The problem:
Reproduce verbatim the lines of the listing below, starting at the line that contains "squirrel ear, a" and ending with the line that contains "[[21, 108], [313, 133], [131, 230]]", with both of those lines included and no others.

(Records taken from a collection)
-- BEGIN --
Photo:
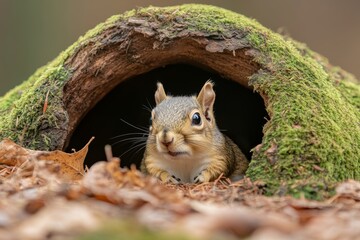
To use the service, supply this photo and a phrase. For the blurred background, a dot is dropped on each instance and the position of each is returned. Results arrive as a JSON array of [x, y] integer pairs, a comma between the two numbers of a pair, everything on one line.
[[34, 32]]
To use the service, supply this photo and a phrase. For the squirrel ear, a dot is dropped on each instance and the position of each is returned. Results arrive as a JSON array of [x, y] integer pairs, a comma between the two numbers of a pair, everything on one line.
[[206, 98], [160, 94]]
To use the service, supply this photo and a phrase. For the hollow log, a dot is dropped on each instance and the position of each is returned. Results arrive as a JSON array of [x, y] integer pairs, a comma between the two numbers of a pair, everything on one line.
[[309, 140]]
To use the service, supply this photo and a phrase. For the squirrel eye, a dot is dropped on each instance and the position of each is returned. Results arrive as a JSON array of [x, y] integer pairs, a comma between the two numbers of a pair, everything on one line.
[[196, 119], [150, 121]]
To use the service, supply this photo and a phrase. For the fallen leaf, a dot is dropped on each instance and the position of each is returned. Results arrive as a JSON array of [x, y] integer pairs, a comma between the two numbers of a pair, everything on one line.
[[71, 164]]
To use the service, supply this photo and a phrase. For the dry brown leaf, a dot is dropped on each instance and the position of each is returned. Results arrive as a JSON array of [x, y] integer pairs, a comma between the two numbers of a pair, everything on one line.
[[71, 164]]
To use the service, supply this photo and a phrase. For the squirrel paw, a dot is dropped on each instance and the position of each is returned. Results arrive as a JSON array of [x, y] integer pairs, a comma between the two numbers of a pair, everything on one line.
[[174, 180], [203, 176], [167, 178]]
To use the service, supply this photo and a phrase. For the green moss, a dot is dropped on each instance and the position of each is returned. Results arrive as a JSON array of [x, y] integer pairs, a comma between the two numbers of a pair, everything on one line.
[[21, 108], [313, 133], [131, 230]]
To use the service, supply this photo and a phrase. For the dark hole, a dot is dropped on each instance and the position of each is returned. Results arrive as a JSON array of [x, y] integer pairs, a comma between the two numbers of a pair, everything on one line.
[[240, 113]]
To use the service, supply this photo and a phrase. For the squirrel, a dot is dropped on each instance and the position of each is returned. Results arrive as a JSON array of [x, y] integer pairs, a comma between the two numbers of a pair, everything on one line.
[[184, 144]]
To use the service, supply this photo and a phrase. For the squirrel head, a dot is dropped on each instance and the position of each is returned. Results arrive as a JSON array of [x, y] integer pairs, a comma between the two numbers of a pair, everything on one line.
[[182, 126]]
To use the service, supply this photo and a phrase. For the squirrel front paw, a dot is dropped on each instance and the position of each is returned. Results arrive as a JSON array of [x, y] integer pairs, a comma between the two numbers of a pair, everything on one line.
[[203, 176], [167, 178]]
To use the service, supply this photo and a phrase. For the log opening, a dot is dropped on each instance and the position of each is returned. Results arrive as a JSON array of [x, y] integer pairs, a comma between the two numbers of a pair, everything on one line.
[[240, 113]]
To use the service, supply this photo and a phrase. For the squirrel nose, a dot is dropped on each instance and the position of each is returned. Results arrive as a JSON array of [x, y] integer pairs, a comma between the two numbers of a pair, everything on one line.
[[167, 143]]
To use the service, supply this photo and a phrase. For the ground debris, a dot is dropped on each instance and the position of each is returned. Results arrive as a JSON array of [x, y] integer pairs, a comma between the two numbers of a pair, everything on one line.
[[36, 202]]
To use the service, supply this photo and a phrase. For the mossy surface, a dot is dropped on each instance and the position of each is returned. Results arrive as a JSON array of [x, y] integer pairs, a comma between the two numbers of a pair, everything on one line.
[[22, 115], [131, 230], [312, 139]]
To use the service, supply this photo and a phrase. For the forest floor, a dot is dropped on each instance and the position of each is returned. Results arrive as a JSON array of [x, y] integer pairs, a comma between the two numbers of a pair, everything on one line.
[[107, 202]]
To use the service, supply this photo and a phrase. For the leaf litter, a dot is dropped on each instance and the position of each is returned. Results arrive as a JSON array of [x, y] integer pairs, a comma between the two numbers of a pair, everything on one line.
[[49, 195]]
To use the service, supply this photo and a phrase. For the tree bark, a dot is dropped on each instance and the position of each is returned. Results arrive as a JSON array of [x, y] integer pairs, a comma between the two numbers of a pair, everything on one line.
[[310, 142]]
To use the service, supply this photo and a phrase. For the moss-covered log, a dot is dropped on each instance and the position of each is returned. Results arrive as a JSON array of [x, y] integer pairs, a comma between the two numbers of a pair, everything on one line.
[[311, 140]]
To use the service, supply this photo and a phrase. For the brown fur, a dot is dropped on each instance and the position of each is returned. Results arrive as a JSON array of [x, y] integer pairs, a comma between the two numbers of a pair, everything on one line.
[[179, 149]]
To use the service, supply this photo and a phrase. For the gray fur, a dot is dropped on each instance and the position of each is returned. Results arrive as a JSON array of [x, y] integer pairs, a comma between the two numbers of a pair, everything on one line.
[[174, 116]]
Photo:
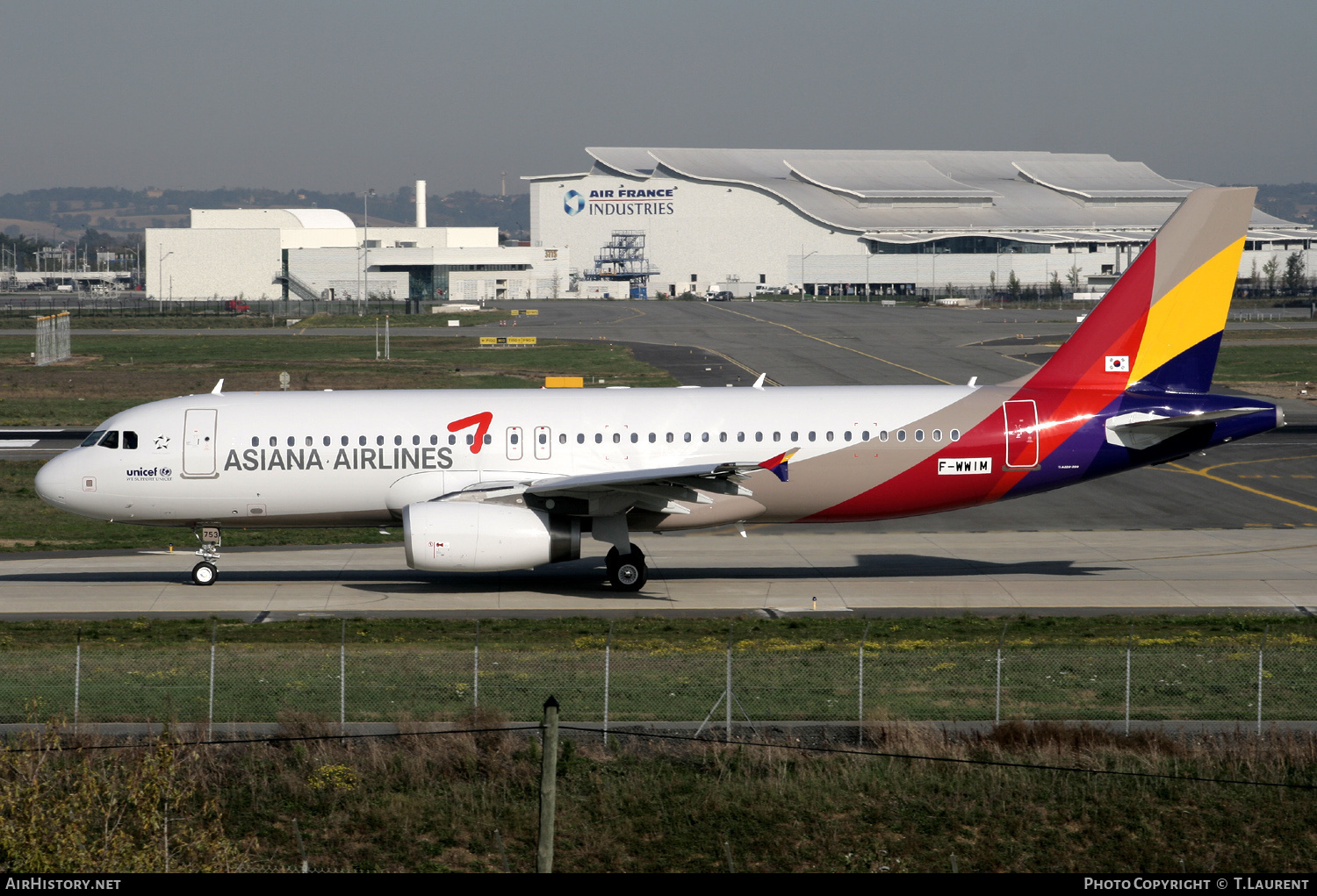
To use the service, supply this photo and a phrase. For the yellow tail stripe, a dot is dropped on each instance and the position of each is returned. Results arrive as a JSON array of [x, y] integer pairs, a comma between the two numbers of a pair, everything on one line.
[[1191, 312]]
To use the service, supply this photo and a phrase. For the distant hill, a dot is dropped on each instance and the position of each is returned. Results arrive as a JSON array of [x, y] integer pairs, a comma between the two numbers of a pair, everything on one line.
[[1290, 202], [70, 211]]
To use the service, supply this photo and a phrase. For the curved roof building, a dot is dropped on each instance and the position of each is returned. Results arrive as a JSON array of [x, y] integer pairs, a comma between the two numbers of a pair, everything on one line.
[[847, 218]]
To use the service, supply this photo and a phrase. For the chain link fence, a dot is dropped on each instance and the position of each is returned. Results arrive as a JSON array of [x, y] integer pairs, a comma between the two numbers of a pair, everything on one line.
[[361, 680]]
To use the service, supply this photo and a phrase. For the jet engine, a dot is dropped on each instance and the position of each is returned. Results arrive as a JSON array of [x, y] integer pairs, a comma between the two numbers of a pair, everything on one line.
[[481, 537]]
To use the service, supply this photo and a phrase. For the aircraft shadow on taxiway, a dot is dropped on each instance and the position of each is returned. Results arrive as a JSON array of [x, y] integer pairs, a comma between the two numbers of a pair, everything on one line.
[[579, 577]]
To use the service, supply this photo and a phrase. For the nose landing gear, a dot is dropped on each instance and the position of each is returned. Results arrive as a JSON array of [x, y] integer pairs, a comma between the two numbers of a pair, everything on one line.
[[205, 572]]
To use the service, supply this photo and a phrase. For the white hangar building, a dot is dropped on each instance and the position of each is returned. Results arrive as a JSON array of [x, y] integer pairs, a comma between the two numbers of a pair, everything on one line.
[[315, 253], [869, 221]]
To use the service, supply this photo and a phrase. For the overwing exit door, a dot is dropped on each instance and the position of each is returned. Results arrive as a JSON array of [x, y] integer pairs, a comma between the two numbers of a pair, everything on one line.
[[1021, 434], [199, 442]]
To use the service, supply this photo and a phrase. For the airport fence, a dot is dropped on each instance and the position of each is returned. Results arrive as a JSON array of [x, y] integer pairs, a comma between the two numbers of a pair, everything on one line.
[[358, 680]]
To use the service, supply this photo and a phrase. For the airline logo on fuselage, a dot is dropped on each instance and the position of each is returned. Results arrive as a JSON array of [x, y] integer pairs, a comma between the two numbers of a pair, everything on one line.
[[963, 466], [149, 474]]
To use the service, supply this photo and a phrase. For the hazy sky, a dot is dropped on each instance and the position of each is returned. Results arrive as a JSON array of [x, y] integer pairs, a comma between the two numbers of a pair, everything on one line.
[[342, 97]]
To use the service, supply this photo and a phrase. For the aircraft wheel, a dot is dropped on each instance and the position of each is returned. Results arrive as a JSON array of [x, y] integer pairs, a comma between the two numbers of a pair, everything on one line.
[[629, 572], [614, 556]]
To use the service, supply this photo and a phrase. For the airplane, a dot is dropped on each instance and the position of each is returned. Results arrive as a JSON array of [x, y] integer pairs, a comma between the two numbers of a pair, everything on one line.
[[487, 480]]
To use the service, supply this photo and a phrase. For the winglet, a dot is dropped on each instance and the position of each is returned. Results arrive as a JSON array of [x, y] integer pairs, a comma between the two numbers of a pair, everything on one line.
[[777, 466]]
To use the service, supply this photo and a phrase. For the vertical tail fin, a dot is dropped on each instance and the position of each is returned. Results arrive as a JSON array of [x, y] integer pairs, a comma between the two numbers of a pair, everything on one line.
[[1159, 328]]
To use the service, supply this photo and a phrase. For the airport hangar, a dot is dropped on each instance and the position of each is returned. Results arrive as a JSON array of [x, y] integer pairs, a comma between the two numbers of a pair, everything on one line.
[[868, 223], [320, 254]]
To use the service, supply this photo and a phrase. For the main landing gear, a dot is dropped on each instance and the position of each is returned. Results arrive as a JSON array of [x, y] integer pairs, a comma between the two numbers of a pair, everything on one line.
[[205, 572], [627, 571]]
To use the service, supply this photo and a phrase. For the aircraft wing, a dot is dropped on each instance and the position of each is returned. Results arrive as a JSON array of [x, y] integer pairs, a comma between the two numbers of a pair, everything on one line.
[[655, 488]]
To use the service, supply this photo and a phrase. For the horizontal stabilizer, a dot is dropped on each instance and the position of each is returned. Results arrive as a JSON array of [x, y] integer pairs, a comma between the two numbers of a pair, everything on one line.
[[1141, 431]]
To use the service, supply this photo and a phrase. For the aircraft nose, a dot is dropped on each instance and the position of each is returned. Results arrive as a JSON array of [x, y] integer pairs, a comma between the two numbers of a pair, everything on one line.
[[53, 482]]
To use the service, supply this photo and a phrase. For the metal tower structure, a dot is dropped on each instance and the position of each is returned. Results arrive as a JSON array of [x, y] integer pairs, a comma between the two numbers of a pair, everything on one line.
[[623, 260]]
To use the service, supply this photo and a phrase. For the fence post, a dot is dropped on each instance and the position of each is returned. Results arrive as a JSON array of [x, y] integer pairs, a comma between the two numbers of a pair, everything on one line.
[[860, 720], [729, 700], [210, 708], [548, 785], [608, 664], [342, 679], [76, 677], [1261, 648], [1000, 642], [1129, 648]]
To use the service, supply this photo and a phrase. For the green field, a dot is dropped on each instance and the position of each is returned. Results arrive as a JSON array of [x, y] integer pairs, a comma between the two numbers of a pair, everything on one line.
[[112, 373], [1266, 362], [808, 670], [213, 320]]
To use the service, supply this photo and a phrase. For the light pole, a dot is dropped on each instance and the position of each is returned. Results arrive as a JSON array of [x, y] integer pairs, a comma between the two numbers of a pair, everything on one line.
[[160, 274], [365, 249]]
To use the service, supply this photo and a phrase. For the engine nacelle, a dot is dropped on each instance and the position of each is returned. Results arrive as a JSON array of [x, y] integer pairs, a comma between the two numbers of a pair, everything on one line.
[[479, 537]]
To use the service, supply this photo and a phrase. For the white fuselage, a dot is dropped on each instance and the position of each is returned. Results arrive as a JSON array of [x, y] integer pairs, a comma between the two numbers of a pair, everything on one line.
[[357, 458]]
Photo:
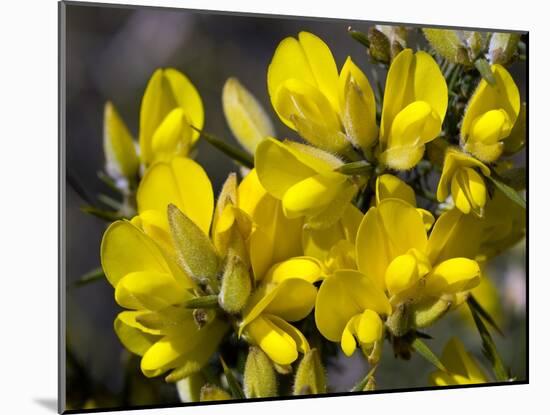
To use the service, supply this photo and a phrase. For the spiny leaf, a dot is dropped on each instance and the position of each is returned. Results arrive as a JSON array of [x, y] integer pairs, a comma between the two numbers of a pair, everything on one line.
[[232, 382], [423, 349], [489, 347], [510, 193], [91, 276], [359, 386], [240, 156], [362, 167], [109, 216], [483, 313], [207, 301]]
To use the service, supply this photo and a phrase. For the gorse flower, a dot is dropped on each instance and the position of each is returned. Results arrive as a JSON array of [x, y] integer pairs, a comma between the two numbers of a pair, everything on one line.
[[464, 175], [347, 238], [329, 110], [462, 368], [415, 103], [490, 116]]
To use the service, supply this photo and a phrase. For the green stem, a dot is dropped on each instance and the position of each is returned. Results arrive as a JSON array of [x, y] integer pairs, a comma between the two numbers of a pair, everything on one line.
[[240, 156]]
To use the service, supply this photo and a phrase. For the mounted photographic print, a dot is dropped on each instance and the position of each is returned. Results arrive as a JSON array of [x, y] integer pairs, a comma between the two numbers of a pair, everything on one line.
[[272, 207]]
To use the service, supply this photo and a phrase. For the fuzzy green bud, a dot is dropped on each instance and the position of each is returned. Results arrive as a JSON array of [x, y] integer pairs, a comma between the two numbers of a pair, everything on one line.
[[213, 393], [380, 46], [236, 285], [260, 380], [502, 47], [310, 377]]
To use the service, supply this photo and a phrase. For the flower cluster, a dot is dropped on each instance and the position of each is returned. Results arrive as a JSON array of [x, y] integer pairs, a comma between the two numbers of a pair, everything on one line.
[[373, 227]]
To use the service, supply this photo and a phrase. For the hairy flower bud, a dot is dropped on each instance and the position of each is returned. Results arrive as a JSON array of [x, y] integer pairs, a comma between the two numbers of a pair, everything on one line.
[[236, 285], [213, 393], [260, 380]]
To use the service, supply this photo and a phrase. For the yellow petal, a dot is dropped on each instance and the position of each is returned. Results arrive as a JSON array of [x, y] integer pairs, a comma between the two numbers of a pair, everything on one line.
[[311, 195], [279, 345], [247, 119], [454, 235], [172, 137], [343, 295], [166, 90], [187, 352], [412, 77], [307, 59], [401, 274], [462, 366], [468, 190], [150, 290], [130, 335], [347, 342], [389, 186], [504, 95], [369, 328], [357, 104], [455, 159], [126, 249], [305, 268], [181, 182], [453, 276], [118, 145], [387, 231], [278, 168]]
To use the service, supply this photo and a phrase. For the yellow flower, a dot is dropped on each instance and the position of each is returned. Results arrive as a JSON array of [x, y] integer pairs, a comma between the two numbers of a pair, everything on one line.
-- END --
Output of the task:
To use the service, supply this photo and a phrase. For the squirrel ear, a dot is dropped on each instance and the position of each is returned. Results arrive as a JSON array of [x, y] integer pairs, a comma between the two numbers of a pair, everything on one line.
[[206, 98], [160, 94]]
To use the service, supply this photo and a phrase. For the hollow log, a dot is dropped on each instance and the position of each is returned. Results arrive as a JSON array of [x, y] integer pairs, a comma between the two numbers of a pair, everything on one line.
[[309, 140]]
To use the service, supply this photo and a phrase. For the squirrel eye, a dot is dropped on each instance and the position of each is returned. Results arrive as a JSON array of [x, y] integer pairs, a comma between the two numbers of a pair, everything on one line.
[[196, 119], [150, 121]]
To use the service, supply this photo and a phrase. For the fallen leaf, a dot is dropped on each instance and the position of each is returned. Results arrive as a JSON array of [x, y] integer pairs, a comma between the two numbers of a pair, everything on one line.
[[71, 164]]
To use the service, supply this photo and a phrase. For the dry brown leaf, a dot is dropped on each instance and the position of each is returned. Results arrive as a JSON array of [x, y] integer pairs, a comma between the two numbers of a pair, everything on one line.
[[71, 164]]
To use the service, supply this photo and a phrase. For the squirrel paw, a dot is dropped on each instance and the position of each is returned. Results arrive as a JSON array of [x, y] integer pairs, a comma between the two numbers of a pair, everything on one line.
[[174, 180], [203, 176], [167, 178]]
To use the service, supply this photo and a phrase. For the green moss, a dot is dropped on each instance and the position of each is returned. Results arrive as a JSON array of [x, y] integer pairs, a comma between the two numbers of a pair, everything on one line.
[[21, 108], [313, 133], [131, 230]]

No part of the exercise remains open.